__Supplied data__:
********

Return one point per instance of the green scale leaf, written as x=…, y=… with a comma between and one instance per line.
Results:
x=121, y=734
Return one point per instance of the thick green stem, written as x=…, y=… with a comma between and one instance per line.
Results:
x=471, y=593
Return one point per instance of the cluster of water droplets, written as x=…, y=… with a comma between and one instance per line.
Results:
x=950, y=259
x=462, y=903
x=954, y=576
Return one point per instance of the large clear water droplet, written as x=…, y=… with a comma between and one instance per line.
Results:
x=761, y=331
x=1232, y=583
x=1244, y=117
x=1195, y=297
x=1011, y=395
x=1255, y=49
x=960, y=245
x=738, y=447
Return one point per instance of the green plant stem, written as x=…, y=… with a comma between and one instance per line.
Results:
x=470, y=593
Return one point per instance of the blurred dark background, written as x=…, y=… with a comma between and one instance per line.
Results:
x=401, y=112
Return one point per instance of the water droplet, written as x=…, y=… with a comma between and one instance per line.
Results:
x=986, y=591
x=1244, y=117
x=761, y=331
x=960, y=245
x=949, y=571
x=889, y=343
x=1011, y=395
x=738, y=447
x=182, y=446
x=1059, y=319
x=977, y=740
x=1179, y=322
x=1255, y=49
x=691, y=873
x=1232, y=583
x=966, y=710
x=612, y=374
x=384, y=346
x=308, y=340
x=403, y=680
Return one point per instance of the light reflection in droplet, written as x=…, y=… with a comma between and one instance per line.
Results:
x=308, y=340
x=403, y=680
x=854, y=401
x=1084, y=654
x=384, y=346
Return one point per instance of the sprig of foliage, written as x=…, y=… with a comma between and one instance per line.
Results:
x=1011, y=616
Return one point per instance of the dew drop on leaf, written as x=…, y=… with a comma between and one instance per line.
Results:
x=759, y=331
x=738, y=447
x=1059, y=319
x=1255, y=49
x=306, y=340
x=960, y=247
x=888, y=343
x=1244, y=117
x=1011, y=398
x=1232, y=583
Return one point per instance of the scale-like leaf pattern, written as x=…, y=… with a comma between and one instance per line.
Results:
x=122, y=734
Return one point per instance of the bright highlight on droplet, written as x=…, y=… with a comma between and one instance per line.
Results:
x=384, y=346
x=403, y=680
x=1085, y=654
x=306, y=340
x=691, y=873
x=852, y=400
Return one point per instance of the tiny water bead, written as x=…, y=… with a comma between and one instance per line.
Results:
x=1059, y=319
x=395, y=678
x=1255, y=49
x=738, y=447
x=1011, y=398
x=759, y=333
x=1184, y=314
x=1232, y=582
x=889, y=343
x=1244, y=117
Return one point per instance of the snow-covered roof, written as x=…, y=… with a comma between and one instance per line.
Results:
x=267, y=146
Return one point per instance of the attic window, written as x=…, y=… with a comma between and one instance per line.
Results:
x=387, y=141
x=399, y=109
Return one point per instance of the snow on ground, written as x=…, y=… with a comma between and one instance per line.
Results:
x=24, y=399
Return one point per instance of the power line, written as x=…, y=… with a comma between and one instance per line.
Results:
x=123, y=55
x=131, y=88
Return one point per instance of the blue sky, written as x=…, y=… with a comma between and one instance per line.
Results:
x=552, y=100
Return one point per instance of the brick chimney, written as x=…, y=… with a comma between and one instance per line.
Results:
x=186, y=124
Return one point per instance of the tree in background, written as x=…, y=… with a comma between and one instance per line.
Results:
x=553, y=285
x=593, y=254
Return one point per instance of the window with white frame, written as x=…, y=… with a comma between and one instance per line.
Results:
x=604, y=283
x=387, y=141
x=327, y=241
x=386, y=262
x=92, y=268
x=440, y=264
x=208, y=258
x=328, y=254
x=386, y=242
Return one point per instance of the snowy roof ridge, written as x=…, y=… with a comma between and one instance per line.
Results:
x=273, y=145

********

Render the data above as a Markdown table with the columns No. and Entry. Put each nonblank line in its own row, numbered in order, and leave out blank lines.

| No. | Entry |
|---|---|
| 1 | Return one point per instance of the green scale leaf, written as x=…, y=… with a comma between and one instance per line. |
| 2 | Results: |
| 3 | x=121, y=734 |
| 4 | Return one point per instance of the thick green stem, written as x=…, y=… with a comma between and one instance per line. |
| 5 | Results: |
| 6 | x=471, y=593 |
| 7 | Return one point per instance of the cluster of water droplets, written as x=…, y=… with a comma between and one instance per line. |
| 8 | Results: |
| 9 | x=950, y=259 |
| 10 | x=462, y=903 |
| 11 | x=954, y=576 |
| 12 | Return one point per instance of the large clear water droplet, written as x=…, y=… with a comma between and one instance per line. |
| 13 | Results: |
| 14 | x=761, y=331 |
| 15 | x=1232, y=583 |
| 16 | x=1244, y=117 |
| 17 | x=1195, y=297 |
| 18 | x=1011, y=395 |
| 19 | x=1255, y=49 |
| 20 | x=960, y=245 |
| 21 | x=738, y=447 |
| 22 | Return one point per instance of the green plant stem, written as x=…, y=… with a comma between and one instance per line. |
| 23 | Results: |
| 24 | x=470, y=593 |
| 25 | Return one point per instance of the blurred dark background, written as x=…, y=… with a comma between and one instance per line. |
| 26 | Results: |
| 27 | x=401, y=112 |
| 28 | Return one point per instance of the water droplet, written as x=…, y=… with a comma between and one instance per line. |
| 29 | Results: |
| 30 | x=986, y=591 |
| 31 | x=1244, y=117 |
| 32 | x=761, y=331 |
| 33 | x=960, y=245 |
| 34 | x=949, y=571 |
| 35 | x=889, y=343 |
| 36 | x=1011, y=395 |
| 37 | x=738, y=447 |
| 38 | x=182, y=446 |
| 39 | x=1059, y=319 |
| 40 | x=977, y=740 |
| 41 | x=1179, y=322 |
| 42 | x=1255, y=49 |
| 43 | x=691, y=873 |
| 44 | x=1232, y=583 |
| 45 | x=966, y=710 |
| 46 | x=612, y=374 |
| 47 | x=384, y=346 |
| 48 | x=308, y=340 |
| 49 | x=403, y=680 |
| 50 | Return one point per instance of the light reflection in droplet, written as x=…, y=… with a comma between and one instance per line. |
| 51 | Results: |
| 52 | x=308, y=340 |
| 53 | x=403, y=680 |
| 54 | x=854, y=401 |
| 55 | x=1084, y=654 |
| 56 | x=384, y=346 |
| 57 | Return one point per instance of the sprig of foliage, written as x=…, y=… with a comma between and one instance per line. |
| 58 | Results: |
| 59 | x=1011, y=616 |
| 60 | Return one point per instance of the dew drop on leaf, written as x=…, y=… with a comma between and one instance per line. |
| 61 | Results: |
| 62 | x=759, y=331 |
| 63 | x=738, y=447 |
| 64 | x=1059, y=319 |
| 65 | x=1255, y=49 |
| 66 | x=306, y=340 |
| 67 | x=960, y=247 |
| 68 | x=888, y=343 |
| 69 | x=1244, y=117 |
| 70 | x=1011, y=398 |
| 71 | x=1232, y=583 |
| 72 | Return one point per instance of the scale-like leaf pattern, written as x=…, y=… with a comma between and one instance per line. |
| 73 | Results: |
| 74 | x=122, y=734 |
| 75 | Return one point per instance of the bright highlight on droplet, written as x=…, y=… with a comma between and one instance per line. |
| 76 | Results: |
| 77 | x=384, y=346 |
| 78 | x=403, y=680 |
| 79 | x=1085, y=654 |
| 80 | x=306, y=340 |
| 81 | x=691, y=873 |
| 82 | x=852, y=400 |
| 83 | Return one point per instance of the tiny water bead, written as x=…, y=… with a comma between and one instance per line. |
| 84 | Results: |
| 85 | x=1059, y=319 |
| 86 | x=395, y=678 |
| 87 | x=1255, y=49 |
| 88 | x=738, y=447 |
| 89 | x=1011, y=398 |
| 90 | x=759, y=333 |
| 91 | x=1184, y=314 |
| 92 | x=1232, y=582 |
| 93 | x=889, y=343 |
| 94 | x=1244, y=117 |
| 95 | Return one point per instance of the snow-covered roof, written as x=…, y=… with a comma between and one instance per line. |
| 96 | Results: |
| 97 | x=267, y=146 |
| 98 | Return one point per instance of the attic window, written as x=…, y=… with a comma between and one instance per line. |
| 99 | Results: |
| 100 | x=387, y=141 |
| 101 | x=399, y=109 |
| 102 | Return one point per instance of the snow on ground, written as x=…, y=… with a comma between and one instance per line. |
| 103 | Results: |
| 104 | x=24, y=399 |
| 105 | Return one point per instance of the power line, written as x=…, y=… with a comma between and one instance per line. |
| 106 | Results: |
| 107 | x=123, y=55 |
| 108 | x=131, y=88 |
| 109 | Return one point per instance of the blue sky, written as x=…, y=… with a comma between and one instance per line. |
| 110 | Results: |
| 111 | x=552, y=100 |
| 112 | Return one point per instance of the brick chimney, written as x=…, y=… with a comma between and one instance per line. |
| 113 | Results: |
| 114 | x=186, y=124 |
| 115 | Return one point per instance of the tree in background, written as x=…, y=… with a comma between and one instance per line. |
| 116 | Results: |
| 117 | x=553, y=285 |
| 118 | x=593, y=254 |
| 119 | Return one point per instance of the window with white frame, written as x=…, y=… with a comma between and one instance per line. |
| 120 | Results: |
| 121 | x=604, y=283 |
| 122 | x=387, y=141 |
| 123 | x=327, y=241 |
| 124 | x=386, y=262 |
| 125 | x=92, y=268 |
| 126 | x=440, y=264 |
| 127 | x=208, y=258 |
| 128 | x=328, y=254 |
| 129 | x=386, y=242 |
| 130 | Return one point per instance of the snowy roof ridge, written as x=…, y=… with a comma between and one instance per line. |
| 131 | Results: |
| 132 | x=273, y=145 |